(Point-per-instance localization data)
══════════
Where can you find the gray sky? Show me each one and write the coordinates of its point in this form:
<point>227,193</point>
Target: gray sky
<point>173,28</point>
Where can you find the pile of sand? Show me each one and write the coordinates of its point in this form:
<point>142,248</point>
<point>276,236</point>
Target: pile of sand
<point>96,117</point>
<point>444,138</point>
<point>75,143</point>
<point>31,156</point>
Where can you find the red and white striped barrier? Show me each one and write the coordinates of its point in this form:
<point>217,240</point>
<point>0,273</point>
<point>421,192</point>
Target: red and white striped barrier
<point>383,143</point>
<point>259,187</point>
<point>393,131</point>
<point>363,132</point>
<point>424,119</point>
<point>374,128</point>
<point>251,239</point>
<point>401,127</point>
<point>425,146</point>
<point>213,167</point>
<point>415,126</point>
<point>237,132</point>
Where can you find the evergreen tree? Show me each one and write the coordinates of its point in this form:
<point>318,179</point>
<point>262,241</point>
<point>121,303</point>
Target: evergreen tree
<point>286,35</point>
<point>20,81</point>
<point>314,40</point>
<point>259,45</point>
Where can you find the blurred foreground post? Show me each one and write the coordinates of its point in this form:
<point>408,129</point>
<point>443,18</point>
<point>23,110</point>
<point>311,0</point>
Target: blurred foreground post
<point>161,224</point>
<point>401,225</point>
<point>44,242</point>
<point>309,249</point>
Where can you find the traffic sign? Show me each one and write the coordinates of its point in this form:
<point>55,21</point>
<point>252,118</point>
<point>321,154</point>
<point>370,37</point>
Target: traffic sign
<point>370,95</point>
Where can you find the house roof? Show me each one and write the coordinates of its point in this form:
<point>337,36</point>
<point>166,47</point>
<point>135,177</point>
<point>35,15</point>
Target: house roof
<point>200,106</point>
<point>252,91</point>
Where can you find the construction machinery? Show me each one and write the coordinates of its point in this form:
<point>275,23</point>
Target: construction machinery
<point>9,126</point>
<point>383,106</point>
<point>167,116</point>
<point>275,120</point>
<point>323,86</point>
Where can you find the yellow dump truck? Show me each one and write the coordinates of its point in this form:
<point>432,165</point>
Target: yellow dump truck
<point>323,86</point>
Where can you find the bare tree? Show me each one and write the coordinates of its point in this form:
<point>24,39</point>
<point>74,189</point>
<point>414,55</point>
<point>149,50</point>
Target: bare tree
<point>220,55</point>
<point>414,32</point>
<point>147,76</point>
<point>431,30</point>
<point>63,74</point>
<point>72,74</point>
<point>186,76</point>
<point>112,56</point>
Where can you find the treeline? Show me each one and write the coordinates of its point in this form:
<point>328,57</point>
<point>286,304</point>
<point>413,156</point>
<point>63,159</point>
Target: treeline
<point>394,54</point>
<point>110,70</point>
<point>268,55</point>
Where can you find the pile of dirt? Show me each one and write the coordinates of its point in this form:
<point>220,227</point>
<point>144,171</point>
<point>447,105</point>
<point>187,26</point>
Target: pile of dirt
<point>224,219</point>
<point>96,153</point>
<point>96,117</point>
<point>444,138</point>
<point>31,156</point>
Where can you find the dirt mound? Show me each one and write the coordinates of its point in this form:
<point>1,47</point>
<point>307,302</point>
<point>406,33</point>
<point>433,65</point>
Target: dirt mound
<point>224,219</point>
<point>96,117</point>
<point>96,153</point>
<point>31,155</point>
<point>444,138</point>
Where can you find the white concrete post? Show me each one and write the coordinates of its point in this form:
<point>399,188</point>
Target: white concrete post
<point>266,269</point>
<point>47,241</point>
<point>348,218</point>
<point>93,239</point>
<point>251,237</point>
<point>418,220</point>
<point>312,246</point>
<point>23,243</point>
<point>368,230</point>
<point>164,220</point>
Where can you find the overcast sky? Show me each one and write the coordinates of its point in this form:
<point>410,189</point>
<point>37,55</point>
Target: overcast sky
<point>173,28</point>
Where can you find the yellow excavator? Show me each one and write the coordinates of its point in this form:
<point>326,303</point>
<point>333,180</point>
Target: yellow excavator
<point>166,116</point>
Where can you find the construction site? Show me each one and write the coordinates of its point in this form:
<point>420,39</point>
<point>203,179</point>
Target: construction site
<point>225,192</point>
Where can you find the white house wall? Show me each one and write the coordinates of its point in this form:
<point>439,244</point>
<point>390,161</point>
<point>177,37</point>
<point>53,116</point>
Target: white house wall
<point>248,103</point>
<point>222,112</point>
══════════
- **AIM OF THE EXERCISE**: Retype the records in full. Keep every line identical to the original.

- **REPLY TO THE EXERCISE**:
Where can you find the gray sky? Show me each one and write the coordinates of its point in this form:
<point>227,193</point>
Target: gray sky
<point>173,28</point>
Where can you find the pile of sand? Show me each one and write the coordinates of its point in this form:
<point>142,248</point>
<point>276,236</point>
Target: pile of sand
<point>96,117</point>
<point>444,138</point>
<point>75,143</point>
<point>31,156</point>
Where can you find the red and white striped barrier? Show me each one and write the coordinates of its point in this form:
<point>217,240</point>
<point>0,273</point>
<point>421,192</point>
Target: red and white striped barrier
<point>383,143</point>
<point>259,187</point>
<point>393,131</point>
<point>363,132</point>
<point>424,119</point>
<point>374,128</point>
<point>251,239</point>
<point>401,127</point>
<point>425,146</point>
<point>213,167</point>
<point>415,126</point>
<point>237,132</point>
Where can you find the evergreen tree? Show me each one and write the coordinates of its point in this form:
<point>318,179</point>
<point>262,241</point>
<point>121,303</point>
Target: evergreen tree
<point>286,35</point>
<point>20,81</point>
<point>314,40</point>
<point>259,45</point>
Where can you find the blurred foreground post? Show me each one and write the coordinates of its point in this form:
<point>408,129</point>
<point>443,18</point>
<point>23,110</point>
<point>311,0</point>
Target: blurred foreground post
<point>161,224</point>
<point>401,225</point>
<point>44,242</point>
<point>309,249</point>
Where can you find the traffic sign? Show me each one and write the coordinates of its point in this form:
<point>55,21</point>
<point>252,118</point>
<point>321,154</point>
<point>370,37</point>
Target: traffic sign
<point>370,95</point>
Where can you find the house roof? Show me each one and write the coordinates of its point in this form:
<point>337,36</point>
<point>166,47</point>
<point>135,177</point>
<point>35,15</point>
Target: house roof
<point>200,106</point>
<point>252,91</point>
Where can you find the construction machinery? Show me each one and write the coordinates of its point in this form:
<point>275,23</point>
Target: construction machinery
<point>9,126</point>
<point>383,106</point>
<point>167,116</point>
<point>275,120</point>
<point>323,86</point>
Where can you find the yellow dump truck? Show me each one and write the coordinates of its point in this form:
<point>432,165</point>
Target: yellow dump truck
<point>323,86</point>
Where can you find the bare tree? Show me each one and write the coordinates of its point in this form:
<point>24,39</point>
<point>74,189</point>
<point>414,55</point>
<point>149,50</point>
Target: bare tree
<point>220,55</point>
<point>414,32</point>
<point>147,76</point>
<point>431,30</point>
<point>63,74</point>
<point>72,74</point>
<point>186,76</point>
<point>112,56</point>
Where can you find the treeline? Show me each one and write the coordinates of its point in this form:
<point>328,57</point>
<point>286,304</point>
<point>413,156</point>
<point>63,159</point>
Target: treeline
<point>394,54</point>
<point>110,70</point>
<point>268,55</point>
Where can you find the pile of dirt? Show me each one and write the coordinates of its point in this form:
<point>220,227</point>
<point>144,171</point>
<point>447,105</point>
<point>187,26</point>
Target: pile of dirt
<point>224,219</point>
<point>96,153</point>
<point>96,117</point>
<point>444,138</point>
<point>31,156</point>
Where can you find the dirt mound? Show me each one and write the coordinates of its point in this form:
<point>1,47</point>
<point>307,302</point>
<point>406,33</point>
<point>433,65</point>
Target: dirt mound
<point>224,219</point>
<point>96,117</point>
<point>96,153</point>
<point>31,155</point>
<point>444,138</point>
Where can you find the white concrete post? Show me each one and write the coordinates of its point in this form:
<point>399,188</point>
Target: white concrete post
<point>266,269</point>
<point>47,241</point>
<point>348,218</point>
<point>93,239</point>
<point>251,237</point>
<point>418,220</point>
<point>312,246</point>
<point>23,243</point>
<point>368,230</point>
<point>164,220</point>
Where can you find the overcast sky? Show me each one and write the coordinates of its point in this form:
<point>410,189</point>
<point>37,55</point>
Target: overcast sky
<point>173,28</point>
Where can you find the yellow excavator? Show me each one and write the coordinates of its point in this form:
<point>326,303</point>
<point>333,180</point>
Target: yellow excavator
<point>166,116</point>
Where can you find the construction site? Show me each one and write the coordinates of its point in this form:
<point>420,39</point>
<point>203,179</point>
Target: construction site
<point>225,192</point>
Where can you find the white house wall? Show me each one and write the coordinates of its point in this form:
<point>439,244</point>
<point>390,161</point>
<point>177,37</point>
<point>53,116</point>
Target: white house wall
<point>248,103</point>
<point>222,112</point>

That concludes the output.